[racket] secref & other-doc

From: Robby Findler (robby at eecs.northwestern.edu)
Date: Wed Apr 30 18:05:48 EDT 2014

Yes!

On Wednesday, April 30, 2014, Matthew Flatt <mflatt at cs.utah.edu> wrote:

> It would make sense for a document to be accompanied by a library that
> exports the document's module path and tag names, so that the path and
> tags could change. Even better, the module could export `secref`-like
> functions to refer to various sections of the document, where the
> functions map to the same or different sections, and the mapping could
> change over time.
>
> So, we can support a spectrum of less-to-more abstract approaches, and
> maybe we should build Scribble libraries that help with the more
> abstract end of the spectrum.
>
> I think your larger point is that Racket modules tend encourage the
> less abstract end, and I agree. But I also think that's the right
> choice, along the same lines that structs should have been made
> transparent by default (and it took me a long time to arrive at that
> conclusion).
>
> At Wed, 30 Apr 2014 12:17:08 -0400, Matthias Felleisen wrote:
> >
> > I think we are discovering a weakness in our language-oriented
> programming
> > approach.
> >
> > Scribble benefits from linguistic inheritance from modules but our
> interface
> > story for modules is under-developed. We don't write down provides for
> sections
> > and their references, which we should if others should be able to link
> into
> > sections, and we also don't have tools that show us what we expose.

## DATASET ROWS

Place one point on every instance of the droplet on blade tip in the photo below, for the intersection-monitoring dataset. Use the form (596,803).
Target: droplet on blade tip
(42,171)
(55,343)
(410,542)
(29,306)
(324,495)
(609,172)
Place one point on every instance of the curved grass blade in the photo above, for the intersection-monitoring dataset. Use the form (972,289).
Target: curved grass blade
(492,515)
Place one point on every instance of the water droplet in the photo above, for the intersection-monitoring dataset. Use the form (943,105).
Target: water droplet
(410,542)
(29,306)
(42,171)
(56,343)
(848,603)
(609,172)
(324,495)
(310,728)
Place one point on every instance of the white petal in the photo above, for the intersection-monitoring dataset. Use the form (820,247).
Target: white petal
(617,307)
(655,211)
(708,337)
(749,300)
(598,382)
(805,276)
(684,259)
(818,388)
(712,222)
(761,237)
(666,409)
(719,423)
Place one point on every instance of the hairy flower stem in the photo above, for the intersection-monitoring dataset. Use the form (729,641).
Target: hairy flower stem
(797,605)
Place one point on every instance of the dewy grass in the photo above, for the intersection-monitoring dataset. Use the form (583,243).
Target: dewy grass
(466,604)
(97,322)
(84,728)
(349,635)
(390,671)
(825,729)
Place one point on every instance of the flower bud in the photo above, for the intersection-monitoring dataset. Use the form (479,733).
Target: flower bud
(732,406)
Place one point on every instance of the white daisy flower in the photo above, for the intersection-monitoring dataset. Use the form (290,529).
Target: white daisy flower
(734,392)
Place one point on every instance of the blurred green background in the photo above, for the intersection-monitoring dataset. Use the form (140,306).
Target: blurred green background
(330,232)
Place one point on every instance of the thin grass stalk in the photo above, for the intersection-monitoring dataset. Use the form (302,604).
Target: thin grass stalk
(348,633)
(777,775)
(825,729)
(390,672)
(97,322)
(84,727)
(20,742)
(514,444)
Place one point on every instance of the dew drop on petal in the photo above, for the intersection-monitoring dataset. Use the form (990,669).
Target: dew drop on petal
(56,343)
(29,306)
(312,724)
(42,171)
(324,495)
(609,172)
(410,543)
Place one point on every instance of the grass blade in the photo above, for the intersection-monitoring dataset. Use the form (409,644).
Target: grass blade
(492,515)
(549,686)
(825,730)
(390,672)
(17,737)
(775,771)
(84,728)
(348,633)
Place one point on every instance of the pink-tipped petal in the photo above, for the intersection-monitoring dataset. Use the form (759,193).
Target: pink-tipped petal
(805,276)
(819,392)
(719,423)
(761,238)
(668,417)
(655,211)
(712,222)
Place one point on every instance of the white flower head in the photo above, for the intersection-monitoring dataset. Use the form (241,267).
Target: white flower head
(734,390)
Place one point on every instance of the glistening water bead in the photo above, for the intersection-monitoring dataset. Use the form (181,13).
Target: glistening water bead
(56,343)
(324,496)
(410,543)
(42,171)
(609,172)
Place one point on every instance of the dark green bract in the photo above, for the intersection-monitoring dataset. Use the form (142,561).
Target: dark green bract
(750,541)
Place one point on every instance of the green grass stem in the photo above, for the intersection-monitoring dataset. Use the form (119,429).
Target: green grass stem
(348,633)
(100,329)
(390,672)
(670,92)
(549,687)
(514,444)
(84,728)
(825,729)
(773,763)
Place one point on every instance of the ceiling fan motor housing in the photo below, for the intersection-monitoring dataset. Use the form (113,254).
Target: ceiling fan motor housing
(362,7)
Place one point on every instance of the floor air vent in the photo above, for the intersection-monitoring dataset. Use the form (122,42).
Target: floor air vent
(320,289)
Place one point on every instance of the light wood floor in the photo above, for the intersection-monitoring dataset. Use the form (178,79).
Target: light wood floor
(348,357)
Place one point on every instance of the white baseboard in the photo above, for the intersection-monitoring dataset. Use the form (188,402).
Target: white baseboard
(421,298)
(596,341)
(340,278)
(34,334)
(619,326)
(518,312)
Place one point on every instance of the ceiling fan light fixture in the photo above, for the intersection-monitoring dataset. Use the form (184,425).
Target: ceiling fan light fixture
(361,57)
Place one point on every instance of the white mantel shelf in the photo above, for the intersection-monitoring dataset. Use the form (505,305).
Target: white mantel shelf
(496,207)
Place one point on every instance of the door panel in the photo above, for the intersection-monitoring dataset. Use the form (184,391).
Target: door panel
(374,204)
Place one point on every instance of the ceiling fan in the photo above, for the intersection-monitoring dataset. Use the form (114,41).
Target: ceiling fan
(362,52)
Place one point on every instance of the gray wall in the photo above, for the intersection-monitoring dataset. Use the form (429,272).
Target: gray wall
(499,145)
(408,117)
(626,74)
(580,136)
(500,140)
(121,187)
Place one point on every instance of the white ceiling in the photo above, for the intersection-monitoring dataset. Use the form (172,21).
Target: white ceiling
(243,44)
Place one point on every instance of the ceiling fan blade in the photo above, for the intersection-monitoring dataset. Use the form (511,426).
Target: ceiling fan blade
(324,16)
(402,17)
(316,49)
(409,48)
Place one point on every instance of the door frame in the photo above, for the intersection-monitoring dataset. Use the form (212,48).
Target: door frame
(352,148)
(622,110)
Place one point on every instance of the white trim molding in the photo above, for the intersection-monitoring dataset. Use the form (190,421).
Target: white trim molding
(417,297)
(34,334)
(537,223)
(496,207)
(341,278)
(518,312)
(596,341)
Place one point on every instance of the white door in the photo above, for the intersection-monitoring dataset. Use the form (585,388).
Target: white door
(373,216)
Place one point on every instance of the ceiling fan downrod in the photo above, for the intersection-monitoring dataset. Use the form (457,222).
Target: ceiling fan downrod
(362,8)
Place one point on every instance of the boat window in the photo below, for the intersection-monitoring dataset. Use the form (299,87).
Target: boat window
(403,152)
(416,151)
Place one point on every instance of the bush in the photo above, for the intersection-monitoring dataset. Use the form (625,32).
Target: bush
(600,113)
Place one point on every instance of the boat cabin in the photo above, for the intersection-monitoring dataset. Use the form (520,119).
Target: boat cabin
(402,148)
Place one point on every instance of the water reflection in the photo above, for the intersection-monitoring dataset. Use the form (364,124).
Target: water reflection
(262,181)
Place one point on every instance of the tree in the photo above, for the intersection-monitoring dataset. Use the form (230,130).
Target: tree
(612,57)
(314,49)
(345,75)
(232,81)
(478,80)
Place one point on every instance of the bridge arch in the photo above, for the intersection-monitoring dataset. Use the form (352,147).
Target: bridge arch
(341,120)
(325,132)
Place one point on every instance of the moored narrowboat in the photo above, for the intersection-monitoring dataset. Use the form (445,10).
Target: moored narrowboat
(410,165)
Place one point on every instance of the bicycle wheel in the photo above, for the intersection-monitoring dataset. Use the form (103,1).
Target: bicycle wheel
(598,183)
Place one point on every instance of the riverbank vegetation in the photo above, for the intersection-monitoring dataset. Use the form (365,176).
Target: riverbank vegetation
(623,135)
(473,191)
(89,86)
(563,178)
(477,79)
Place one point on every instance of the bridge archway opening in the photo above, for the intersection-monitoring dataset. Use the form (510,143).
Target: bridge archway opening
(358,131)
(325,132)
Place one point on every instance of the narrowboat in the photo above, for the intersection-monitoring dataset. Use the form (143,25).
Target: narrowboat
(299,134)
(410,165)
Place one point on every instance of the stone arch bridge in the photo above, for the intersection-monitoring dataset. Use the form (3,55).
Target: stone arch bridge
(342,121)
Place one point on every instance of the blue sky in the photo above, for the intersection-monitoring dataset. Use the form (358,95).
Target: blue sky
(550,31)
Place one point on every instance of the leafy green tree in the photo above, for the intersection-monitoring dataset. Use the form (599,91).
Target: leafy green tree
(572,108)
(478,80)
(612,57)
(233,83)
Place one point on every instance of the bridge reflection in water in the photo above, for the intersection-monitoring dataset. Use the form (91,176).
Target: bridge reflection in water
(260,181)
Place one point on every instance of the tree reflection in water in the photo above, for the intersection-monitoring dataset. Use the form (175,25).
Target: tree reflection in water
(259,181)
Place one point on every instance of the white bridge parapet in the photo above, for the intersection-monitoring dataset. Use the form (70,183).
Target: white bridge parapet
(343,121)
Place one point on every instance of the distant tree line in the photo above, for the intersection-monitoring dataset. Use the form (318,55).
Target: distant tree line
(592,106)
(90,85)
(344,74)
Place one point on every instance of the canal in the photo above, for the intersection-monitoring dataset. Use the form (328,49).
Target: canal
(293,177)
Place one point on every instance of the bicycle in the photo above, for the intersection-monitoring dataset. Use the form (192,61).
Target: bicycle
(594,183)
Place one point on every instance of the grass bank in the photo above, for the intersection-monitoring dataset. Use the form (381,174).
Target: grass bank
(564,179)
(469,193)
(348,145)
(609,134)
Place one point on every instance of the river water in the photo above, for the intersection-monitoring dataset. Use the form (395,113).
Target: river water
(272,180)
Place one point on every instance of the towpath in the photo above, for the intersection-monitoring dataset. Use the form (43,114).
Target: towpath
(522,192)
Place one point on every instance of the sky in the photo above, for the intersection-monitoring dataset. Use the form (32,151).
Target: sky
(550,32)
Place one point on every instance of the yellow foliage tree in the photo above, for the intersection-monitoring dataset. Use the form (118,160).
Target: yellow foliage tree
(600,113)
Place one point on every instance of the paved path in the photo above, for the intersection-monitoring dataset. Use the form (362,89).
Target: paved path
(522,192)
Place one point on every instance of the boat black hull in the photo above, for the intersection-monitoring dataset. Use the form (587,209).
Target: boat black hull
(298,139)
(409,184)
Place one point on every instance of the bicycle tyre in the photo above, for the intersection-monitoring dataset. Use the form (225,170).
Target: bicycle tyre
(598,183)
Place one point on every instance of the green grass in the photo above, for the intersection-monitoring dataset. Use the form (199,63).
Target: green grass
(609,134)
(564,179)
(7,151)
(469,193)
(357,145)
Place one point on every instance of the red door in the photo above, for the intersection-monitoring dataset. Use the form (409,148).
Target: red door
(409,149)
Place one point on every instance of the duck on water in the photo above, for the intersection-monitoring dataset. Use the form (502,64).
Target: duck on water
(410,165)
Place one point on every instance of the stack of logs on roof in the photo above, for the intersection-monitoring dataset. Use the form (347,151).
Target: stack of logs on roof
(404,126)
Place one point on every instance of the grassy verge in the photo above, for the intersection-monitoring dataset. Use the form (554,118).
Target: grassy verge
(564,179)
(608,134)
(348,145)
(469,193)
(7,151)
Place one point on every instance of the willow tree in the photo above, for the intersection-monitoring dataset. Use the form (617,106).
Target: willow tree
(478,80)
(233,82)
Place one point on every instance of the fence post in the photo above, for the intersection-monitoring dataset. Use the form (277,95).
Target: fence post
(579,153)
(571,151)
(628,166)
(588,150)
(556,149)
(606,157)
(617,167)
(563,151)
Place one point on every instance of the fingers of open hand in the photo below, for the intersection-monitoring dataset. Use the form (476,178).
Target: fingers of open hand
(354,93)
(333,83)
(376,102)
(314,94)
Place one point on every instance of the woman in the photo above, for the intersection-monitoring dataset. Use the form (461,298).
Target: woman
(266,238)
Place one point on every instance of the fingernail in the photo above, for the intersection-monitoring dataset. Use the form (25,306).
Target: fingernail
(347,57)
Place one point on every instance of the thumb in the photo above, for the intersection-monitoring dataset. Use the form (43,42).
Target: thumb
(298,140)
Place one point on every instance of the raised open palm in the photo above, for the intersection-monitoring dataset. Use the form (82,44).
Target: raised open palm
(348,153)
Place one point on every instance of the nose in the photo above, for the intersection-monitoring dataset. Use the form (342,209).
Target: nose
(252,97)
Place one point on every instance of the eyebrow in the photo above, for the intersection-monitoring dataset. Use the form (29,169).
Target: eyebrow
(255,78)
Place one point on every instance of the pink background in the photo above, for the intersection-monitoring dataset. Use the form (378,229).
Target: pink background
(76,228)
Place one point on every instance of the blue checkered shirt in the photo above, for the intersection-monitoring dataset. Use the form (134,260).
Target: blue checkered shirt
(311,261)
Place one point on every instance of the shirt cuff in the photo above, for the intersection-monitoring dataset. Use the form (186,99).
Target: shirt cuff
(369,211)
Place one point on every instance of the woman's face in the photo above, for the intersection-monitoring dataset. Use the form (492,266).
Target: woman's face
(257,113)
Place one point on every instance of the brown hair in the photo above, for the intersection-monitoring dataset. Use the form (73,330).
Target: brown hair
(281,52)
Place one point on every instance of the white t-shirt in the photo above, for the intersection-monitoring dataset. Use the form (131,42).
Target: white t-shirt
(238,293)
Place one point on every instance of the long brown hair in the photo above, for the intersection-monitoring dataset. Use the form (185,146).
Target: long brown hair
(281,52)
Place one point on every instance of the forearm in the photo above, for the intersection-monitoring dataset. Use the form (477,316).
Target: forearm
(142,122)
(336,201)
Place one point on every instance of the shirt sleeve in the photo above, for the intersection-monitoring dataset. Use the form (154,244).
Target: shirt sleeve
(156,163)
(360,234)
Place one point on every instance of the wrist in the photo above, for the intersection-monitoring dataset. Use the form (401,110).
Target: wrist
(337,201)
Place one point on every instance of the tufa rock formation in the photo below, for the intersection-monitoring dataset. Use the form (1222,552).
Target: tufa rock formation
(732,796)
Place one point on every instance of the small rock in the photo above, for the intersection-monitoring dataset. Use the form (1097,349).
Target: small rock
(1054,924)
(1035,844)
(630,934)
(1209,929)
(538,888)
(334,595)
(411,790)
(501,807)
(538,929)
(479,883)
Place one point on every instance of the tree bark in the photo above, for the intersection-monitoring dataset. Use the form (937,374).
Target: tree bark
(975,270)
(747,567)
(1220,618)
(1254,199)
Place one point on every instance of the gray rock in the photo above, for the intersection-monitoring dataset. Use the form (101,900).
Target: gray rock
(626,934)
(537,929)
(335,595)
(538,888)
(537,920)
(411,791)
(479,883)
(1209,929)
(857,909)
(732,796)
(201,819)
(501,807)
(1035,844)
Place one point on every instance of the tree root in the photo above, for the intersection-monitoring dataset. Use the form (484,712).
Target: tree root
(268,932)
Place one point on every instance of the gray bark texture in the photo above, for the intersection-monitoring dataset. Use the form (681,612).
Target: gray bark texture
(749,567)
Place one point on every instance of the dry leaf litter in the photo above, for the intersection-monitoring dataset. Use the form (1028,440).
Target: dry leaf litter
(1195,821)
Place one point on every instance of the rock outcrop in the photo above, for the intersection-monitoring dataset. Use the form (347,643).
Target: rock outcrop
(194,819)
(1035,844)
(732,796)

## EXERCISE INSTRUCTIONS
1. In the mailing-list message about secref, what does Matthew Flatt say structs should have been made by default?
2. Pick up the mailing-list message about secref at the point where its text stops, and continue it in the same quoted-reply style.

## RESULTS OF THE EXERCISE
1. Transparent.

2.
> >
> > -- Matthias
> >
> >
> >
> >
> >
> >
> >
> >
> > On Apr 29, 2014, at 8:21 PM, Matthew Flatt <mflatt at cs.utah.edu<javascript:;>>
> wrote:
> >
> > > You just have to know. That is, you can only refer to a specific
> > > document when its main source module's path is somehow publicized, and
> > > you can only refer to a section within a document its suitable tag is
> > > publicized somehow.
> > >
> > > We haven't pushed much on this direction, and the only sense that we've
> > > "publicized" document modules and tags is by providing the source ---
> > > so fishing out the ".scrbl" source file is the only answer we have, so
> > > far. Of course, it would be nice to have a better answer in the future.
> > >
> > > In the case of the "@ Syntax" page, you've probably already worked out
> > > that you want
> > >
> > > @secref["reader" #:doc '(lib "scribblings/scribble/scribble.scrbl")]
> > >
> > > To ensure that links will continue to work, we refrain from moving
> > > document sources in the collection tree, and we refrain from changing
> > > sections tags. So, the `secref` call above should always work in the
> > > future.
> > >
> > >
> > > At Tue, 29 Apr 2014 15:40:22 -0700, Matthew Butterick wrote:
> > >> + What's the best way to discover the tag argument needed for secref
> without
> > >> actually fishing out the .scrbl source file associated with a
> particular
> > HTML
> > >> file? (When a #:tag argument is specified in the .scrbl source, it
> doesn't
> > seem
> > >> to appear in the HTML.)
> > >>
> > >> + What's the best way to figure out the '(lib ...) argument needed for
> > secref
> > >> or other-doc? For instance, I'm trying to use other-doc to link to
> the "@
> > >> Syntax" page in the Scribble docs. [1] I'm probably overlooking
> something
> > >> obvious, but I've not come up with a permutation of path elements
> that works.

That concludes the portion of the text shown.